━━ Data supplied ━━

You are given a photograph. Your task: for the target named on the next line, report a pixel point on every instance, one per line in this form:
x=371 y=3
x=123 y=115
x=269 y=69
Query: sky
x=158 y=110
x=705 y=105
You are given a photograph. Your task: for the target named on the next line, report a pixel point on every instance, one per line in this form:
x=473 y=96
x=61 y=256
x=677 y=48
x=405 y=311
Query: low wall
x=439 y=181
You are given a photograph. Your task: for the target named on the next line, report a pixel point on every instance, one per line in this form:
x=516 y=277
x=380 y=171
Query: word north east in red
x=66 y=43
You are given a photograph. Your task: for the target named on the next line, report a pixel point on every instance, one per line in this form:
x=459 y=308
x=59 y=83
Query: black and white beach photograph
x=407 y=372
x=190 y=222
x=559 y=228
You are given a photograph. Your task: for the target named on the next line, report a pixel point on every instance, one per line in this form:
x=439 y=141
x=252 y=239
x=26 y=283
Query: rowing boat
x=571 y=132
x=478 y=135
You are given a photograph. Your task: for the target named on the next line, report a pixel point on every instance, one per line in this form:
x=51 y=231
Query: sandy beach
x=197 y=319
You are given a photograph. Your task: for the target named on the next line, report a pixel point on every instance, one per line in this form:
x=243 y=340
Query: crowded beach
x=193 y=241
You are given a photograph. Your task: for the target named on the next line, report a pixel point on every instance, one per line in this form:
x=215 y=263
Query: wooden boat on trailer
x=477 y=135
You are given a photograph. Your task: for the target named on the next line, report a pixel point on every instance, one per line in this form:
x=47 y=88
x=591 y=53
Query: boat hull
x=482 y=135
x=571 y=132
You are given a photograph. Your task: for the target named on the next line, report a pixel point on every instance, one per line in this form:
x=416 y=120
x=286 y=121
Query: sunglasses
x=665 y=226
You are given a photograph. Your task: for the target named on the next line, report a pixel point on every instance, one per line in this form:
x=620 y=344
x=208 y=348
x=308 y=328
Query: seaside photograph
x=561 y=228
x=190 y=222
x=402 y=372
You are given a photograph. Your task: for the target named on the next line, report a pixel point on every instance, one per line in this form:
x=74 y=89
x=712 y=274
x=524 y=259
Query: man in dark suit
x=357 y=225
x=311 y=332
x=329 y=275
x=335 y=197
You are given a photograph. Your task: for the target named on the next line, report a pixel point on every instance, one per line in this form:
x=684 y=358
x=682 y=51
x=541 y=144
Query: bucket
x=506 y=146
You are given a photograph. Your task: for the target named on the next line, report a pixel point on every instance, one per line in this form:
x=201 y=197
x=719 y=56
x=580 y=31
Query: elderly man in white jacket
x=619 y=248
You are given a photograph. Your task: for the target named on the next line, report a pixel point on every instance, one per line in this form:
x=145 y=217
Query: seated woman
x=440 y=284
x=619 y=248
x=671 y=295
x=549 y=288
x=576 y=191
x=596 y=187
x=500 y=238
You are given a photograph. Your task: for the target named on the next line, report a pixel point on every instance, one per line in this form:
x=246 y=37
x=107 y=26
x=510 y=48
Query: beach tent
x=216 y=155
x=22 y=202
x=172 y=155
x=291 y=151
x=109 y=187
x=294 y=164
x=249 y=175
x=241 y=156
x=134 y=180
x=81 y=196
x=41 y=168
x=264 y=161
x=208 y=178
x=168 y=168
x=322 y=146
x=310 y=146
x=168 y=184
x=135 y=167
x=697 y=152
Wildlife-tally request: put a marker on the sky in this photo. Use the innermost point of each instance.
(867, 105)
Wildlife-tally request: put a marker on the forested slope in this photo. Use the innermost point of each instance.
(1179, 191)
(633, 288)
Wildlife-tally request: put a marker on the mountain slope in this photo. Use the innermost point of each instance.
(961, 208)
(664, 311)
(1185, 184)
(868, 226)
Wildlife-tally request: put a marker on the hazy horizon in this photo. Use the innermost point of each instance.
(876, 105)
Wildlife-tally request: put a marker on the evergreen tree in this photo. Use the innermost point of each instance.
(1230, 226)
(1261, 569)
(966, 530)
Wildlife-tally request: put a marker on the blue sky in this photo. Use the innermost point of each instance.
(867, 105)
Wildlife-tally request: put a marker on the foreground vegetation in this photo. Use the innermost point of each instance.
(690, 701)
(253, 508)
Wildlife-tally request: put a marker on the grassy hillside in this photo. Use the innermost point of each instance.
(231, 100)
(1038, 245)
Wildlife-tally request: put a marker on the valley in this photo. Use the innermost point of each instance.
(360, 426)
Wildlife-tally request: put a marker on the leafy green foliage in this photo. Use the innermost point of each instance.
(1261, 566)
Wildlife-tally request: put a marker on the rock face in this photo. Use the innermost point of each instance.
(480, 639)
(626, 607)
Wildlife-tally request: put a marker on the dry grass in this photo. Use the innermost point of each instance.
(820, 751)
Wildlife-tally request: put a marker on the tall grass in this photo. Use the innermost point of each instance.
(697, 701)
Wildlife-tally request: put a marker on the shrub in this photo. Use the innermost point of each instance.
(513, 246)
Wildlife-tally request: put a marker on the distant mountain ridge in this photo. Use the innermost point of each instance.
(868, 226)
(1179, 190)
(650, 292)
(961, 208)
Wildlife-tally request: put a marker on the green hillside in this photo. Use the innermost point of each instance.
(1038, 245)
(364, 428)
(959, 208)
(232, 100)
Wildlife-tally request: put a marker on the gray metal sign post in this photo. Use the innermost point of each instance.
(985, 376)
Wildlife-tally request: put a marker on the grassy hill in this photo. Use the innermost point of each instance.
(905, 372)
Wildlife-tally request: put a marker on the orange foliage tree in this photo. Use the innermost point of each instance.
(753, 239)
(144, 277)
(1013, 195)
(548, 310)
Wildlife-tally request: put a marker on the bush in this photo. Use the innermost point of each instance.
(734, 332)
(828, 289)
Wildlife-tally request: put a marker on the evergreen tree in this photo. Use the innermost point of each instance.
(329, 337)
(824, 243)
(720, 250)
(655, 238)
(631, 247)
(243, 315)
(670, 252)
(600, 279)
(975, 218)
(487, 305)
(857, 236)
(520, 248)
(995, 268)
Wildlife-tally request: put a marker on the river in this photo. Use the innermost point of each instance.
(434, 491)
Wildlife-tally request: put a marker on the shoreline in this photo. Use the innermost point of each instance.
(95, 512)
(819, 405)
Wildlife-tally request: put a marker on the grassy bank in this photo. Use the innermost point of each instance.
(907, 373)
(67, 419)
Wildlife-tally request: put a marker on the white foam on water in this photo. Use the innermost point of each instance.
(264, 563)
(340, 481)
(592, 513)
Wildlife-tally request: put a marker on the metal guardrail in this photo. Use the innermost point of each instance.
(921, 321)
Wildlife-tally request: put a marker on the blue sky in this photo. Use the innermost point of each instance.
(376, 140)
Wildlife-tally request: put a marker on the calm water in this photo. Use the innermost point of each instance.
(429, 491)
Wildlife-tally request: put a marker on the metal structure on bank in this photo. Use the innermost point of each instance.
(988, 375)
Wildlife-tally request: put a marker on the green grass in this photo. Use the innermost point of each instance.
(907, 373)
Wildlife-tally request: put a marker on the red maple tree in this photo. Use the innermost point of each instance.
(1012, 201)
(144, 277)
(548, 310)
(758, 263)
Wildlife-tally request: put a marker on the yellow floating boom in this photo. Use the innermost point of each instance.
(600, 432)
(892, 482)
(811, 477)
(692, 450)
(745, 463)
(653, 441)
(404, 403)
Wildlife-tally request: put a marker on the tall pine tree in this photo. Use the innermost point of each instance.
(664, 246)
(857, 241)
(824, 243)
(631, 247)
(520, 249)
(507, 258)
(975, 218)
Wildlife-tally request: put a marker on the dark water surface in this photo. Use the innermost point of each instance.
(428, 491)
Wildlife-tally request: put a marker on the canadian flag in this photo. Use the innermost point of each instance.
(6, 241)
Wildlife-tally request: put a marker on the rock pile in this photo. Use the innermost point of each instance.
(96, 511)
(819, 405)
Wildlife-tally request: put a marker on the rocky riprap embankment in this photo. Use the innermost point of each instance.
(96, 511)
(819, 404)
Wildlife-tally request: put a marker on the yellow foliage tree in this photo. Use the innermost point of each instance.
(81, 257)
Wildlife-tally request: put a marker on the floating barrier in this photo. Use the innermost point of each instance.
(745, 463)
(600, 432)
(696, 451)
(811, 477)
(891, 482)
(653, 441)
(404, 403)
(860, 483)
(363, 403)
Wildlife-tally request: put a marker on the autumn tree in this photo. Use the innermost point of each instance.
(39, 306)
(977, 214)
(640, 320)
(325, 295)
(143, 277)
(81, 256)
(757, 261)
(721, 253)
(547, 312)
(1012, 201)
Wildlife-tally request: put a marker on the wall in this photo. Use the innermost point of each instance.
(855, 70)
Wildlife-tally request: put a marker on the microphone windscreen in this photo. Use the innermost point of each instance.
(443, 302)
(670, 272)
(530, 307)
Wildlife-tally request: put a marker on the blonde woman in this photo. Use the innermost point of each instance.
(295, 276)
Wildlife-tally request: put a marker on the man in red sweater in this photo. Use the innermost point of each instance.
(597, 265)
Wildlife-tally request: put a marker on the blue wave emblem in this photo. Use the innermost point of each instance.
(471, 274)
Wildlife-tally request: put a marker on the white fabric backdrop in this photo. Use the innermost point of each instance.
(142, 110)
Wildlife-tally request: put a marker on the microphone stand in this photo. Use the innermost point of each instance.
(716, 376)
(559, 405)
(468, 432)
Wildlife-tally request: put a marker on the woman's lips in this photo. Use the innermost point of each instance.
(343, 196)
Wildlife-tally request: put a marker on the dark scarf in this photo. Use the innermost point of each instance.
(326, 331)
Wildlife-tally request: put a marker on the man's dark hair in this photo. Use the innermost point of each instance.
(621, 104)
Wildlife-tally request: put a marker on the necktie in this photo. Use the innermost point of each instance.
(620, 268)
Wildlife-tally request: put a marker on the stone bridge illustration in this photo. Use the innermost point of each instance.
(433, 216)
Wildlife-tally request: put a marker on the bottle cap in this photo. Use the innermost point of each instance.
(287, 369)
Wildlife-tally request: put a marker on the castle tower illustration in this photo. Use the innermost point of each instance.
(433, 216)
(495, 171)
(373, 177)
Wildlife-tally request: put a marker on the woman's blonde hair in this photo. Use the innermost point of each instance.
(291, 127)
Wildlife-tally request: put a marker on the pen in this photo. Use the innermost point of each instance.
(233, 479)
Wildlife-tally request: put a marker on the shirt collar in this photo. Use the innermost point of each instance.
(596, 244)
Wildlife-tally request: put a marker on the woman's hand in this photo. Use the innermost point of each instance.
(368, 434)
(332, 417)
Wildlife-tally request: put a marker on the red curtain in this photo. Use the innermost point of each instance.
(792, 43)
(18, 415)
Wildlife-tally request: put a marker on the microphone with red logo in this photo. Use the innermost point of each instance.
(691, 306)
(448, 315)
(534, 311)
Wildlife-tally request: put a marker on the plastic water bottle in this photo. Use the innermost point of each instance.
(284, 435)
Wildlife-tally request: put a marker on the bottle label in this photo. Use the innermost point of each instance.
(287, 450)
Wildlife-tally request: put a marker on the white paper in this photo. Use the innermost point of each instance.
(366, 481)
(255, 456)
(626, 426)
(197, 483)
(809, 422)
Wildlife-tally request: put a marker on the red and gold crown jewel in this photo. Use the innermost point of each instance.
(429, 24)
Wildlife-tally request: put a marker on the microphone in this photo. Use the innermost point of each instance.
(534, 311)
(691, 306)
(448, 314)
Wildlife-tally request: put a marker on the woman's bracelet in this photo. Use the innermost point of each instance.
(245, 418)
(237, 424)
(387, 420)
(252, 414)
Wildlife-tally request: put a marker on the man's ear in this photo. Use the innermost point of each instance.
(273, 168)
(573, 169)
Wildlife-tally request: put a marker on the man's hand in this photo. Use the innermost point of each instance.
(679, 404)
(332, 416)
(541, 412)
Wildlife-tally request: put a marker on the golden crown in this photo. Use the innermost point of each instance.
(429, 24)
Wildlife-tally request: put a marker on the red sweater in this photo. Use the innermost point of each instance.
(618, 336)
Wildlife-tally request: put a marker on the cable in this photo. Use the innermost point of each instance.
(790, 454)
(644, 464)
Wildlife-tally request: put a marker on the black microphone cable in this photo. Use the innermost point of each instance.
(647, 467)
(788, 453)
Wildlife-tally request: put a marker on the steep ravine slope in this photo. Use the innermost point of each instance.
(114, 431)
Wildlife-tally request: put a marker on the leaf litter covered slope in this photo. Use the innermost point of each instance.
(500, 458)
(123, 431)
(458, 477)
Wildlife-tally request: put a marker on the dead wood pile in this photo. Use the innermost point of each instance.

━━━

▸ **Your goal**:
Copy out exactly the lines between the line with "Wildlife-tally request: put a marker on the red sweater" and the last line of the entries, counting both of those lines.

▸ **Exercise response**:
Wildlife-tally request: put a marker on the red sweater in this photo. Use the innermost point of each instance.
(618, 336)
Wildlife-tally request: put a marker on the cable in this photo. Use the innermost point of each instance.
(790, 454)
(644, 464)
Wildlife-tally request: put a marker on the black microphone cable in this photo. Use the innermost point of each instance.
(647, 467)
(788, 453)
Wildlife-tally request: put a marker on the steep ravine slope in this photo. Use the innermost point of each instance.
(114, 431)
Wildlife-tally request: put a marker on the leaf litter covered slope in this photo. Use the innermost point of each instance.
(500, 458)
(123, 431)
(458, 477)
Wildlife-tally request: put a marker on the dead wood pile in this photo. Use the innermost point of each instance.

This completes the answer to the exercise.